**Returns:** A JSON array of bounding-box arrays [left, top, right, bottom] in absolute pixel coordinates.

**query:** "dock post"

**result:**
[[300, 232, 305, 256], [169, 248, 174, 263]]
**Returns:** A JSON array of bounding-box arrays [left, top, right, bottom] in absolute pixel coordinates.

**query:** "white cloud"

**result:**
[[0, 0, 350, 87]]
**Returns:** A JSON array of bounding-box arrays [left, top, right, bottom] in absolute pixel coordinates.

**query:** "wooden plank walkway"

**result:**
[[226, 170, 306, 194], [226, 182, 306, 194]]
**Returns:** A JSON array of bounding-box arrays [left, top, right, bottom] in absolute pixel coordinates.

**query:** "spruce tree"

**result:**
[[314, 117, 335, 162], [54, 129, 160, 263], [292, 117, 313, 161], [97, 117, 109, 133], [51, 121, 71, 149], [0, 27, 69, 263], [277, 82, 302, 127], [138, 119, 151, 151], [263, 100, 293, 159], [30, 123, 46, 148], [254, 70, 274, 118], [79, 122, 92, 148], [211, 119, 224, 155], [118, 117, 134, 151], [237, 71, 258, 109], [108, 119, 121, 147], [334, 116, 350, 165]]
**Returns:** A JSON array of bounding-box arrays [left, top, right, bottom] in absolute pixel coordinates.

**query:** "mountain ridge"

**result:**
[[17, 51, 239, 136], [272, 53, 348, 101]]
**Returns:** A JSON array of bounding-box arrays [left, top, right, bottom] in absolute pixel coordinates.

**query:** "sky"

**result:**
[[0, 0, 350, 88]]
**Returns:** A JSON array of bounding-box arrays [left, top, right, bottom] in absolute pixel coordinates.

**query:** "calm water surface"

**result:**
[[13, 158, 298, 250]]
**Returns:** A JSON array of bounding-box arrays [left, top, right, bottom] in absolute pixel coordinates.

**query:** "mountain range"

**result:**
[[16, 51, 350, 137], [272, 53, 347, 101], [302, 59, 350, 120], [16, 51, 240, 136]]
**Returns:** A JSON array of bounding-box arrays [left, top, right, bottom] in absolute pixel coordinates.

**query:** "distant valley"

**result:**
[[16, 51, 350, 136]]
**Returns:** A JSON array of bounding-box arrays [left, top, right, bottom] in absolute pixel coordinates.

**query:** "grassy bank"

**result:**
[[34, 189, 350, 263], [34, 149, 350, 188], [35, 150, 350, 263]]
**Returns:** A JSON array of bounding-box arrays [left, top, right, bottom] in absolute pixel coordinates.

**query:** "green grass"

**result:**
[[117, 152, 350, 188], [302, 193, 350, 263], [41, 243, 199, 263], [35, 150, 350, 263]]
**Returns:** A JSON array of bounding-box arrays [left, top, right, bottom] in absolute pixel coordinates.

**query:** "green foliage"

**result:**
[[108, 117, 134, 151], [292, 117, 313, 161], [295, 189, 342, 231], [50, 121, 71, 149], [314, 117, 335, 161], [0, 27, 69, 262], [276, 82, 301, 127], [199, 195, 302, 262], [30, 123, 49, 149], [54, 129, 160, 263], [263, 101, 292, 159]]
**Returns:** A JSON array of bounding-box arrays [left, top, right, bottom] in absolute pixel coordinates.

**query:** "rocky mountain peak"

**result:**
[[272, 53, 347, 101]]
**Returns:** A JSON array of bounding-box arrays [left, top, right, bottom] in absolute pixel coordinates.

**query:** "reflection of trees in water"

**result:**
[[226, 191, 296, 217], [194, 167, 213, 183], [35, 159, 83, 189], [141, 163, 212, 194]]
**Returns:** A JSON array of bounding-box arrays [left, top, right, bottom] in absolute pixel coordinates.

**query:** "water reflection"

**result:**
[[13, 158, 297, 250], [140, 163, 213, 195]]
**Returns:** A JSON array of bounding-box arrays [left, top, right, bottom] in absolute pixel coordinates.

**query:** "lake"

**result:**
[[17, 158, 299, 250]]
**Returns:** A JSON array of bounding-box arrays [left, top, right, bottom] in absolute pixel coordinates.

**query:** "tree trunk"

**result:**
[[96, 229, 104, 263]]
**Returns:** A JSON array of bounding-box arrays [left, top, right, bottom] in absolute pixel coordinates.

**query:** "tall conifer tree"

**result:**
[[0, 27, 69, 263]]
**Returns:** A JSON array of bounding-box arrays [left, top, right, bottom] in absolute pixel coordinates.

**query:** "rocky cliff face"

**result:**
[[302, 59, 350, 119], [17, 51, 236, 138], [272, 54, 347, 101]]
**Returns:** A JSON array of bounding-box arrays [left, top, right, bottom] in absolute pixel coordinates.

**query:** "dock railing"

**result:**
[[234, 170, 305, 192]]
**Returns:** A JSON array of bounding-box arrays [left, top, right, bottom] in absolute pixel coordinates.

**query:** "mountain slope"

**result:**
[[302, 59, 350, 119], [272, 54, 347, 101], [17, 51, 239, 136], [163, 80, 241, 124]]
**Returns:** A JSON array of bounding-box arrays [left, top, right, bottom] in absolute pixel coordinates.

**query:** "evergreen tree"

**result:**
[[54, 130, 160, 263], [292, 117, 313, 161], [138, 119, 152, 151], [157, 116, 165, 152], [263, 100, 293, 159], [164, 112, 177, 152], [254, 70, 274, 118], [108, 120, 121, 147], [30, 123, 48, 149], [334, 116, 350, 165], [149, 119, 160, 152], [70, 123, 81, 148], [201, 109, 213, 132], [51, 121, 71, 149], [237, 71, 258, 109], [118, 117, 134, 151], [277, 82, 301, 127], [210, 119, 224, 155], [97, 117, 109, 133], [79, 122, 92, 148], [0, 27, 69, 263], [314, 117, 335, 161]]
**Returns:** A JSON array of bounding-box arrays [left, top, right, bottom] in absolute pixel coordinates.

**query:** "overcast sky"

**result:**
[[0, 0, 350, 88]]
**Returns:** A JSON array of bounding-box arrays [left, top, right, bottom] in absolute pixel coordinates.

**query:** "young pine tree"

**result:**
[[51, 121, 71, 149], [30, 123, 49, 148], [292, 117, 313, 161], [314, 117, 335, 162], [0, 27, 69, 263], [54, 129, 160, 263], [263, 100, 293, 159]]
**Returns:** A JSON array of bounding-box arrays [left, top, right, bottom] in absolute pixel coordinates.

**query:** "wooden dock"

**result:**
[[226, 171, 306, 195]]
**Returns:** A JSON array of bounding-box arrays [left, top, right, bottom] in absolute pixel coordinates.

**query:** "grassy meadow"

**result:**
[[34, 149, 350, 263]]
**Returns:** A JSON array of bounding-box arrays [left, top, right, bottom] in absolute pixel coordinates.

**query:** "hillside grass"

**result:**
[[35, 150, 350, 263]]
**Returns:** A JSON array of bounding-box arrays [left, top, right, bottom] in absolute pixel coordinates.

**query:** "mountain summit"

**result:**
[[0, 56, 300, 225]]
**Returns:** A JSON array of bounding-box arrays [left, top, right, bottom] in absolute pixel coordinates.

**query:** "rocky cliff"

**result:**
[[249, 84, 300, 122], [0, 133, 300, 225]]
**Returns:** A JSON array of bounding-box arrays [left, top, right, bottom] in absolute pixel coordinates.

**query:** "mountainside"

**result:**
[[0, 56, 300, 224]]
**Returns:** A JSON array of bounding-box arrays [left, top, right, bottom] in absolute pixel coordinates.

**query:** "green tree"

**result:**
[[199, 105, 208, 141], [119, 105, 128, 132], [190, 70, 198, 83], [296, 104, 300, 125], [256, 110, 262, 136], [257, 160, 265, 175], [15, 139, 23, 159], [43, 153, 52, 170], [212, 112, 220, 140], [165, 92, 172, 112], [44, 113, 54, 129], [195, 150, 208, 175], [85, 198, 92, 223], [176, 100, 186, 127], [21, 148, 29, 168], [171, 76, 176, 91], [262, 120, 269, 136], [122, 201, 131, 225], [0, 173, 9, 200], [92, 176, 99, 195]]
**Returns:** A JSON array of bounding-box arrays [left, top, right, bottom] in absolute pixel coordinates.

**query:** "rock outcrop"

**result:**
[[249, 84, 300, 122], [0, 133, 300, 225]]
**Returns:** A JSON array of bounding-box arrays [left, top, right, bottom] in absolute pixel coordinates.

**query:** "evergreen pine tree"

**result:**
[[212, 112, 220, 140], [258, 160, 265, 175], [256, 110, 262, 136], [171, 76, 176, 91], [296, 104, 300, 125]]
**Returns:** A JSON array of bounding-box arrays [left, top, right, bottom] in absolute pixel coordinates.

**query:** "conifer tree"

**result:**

-=-=-

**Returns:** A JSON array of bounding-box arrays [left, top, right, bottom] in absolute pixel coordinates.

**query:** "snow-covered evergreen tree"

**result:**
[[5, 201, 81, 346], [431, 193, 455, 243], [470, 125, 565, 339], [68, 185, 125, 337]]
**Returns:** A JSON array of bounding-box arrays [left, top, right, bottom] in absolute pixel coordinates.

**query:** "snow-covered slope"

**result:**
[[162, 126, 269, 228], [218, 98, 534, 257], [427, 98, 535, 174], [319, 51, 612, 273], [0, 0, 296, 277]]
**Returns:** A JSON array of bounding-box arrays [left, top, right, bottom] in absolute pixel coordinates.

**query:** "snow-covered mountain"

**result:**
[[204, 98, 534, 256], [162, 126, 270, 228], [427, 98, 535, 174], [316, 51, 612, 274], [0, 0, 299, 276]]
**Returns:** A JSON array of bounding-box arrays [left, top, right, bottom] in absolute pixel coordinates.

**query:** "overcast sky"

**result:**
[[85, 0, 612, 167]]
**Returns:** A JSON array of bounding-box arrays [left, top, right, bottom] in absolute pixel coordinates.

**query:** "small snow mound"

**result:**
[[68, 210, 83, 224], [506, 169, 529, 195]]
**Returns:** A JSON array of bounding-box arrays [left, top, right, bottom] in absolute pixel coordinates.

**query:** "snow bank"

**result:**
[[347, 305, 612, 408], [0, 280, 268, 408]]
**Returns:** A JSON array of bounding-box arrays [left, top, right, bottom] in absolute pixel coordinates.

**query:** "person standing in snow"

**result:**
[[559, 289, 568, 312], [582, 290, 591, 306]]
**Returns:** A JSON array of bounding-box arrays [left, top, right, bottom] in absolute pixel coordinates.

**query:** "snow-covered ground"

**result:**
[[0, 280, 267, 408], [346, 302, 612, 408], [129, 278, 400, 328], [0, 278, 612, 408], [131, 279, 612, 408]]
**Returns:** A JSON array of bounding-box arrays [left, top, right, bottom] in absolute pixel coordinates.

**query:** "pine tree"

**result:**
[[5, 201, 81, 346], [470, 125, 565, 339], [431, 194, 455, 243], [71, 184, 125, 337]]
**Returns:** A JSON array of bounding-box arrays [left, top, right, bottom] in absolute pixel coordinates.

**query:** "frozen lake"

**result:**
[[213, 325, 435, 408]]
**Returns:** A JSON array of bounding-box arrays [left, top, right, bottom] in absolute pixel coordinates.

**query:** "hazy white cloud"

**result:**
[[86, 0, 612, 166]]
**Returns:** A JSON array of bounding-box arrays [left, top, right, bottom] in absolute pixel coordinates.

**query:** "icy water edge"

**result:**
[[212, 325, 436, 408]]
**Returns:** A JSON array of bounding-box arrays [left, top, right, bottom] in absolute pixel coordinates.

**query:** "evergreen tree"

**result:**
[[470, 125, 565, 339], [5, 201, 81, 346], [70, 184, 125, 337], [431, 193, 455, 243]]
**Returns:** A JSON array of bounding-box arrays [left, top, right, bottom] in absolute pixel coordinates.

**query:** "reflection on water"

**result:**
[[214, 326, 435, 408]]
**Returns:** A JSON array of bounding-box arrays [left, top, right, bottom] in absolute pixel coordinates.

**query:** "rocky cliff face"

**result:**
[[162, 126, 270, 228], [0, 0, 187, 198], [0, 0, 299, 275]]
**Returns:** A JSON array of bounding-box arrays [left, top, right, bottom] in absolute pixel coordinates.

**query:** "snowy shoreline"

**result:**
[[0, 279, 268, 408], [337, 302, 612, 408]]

-=-=-

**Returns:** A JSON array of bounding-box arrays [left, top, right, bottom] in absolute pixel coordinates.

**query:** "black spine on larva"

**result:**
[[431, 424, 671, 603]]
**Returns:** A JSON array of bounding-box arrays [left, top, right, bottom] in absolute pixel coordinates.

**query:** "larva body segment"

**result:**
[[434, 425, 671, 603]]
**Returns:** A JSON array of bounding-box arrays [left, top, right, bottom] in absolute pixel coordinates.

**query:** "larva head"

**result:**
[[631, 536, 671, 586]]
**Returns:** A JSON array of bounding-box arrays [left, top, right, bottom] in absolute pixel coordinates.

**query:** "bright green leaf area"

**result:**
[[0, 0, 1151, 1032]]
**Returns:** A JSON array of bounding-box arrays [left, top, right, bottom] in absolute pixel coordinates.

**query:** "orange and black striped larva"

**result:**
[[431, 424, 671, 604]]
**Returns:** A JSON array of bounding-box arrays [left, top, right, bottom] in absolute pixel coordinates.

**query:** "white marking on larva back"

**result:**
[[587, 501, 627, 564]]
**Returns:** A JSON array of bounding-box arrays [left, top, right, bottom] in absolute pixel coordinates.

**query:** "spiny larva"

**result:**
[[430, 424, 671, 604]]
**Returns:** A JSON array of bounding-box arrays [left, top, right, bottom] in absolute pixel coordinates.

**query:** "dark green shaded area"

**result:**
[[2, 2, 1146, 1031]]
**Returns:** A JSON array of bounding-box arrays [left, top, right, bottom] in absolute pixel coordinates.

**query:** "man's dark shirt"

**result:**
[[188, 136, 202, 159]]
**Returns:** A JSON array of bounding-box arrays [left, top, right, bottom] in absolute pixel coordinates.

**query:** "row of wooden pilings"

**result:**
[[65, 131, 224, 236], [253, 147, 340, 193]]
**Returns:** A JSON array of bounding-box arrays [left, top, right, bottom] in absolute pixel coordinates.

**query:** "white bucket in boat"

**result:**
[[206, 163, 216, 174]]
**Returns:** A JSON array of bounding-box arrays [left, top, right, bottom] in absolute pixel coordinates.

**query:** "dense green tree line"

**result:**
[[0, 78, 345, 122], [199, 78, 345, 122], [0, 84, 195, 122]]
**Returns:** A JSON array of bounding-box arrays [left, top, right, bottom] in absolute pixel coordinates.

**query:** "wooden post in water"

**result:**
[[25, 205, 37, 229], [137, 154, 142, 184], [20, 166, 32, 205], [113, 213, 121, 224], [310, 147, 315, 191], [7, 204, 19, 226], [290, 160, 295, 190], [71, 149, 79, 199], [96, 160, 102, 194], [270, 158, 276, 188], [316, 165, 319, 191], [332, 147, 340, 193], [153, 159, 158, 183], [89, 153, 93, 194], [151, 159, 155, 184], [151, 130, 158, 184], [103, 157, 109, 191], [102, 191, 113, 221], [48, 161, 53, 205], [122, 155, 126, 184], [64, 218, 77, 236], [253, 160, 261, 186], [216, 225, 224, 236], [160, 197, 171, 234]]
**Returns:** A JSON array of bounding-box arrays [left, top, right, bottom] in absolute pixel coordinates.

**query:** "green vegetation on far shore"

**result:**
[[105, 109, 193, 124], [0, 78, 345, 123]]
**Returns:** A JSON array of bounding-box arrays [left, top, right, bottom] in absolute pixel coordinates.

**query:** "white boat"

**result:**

-=-=-

• [Task directions]: From the material above, copy every line that contains the string "rocky". Case counts, so a line where the string differs in capitalization does not match.

• [Right answer]:
**query:** "rocky mountain peak"
**query:** "rocky cliff face"
**query:** "rocky cliff"
**query:** "rocky cliff face"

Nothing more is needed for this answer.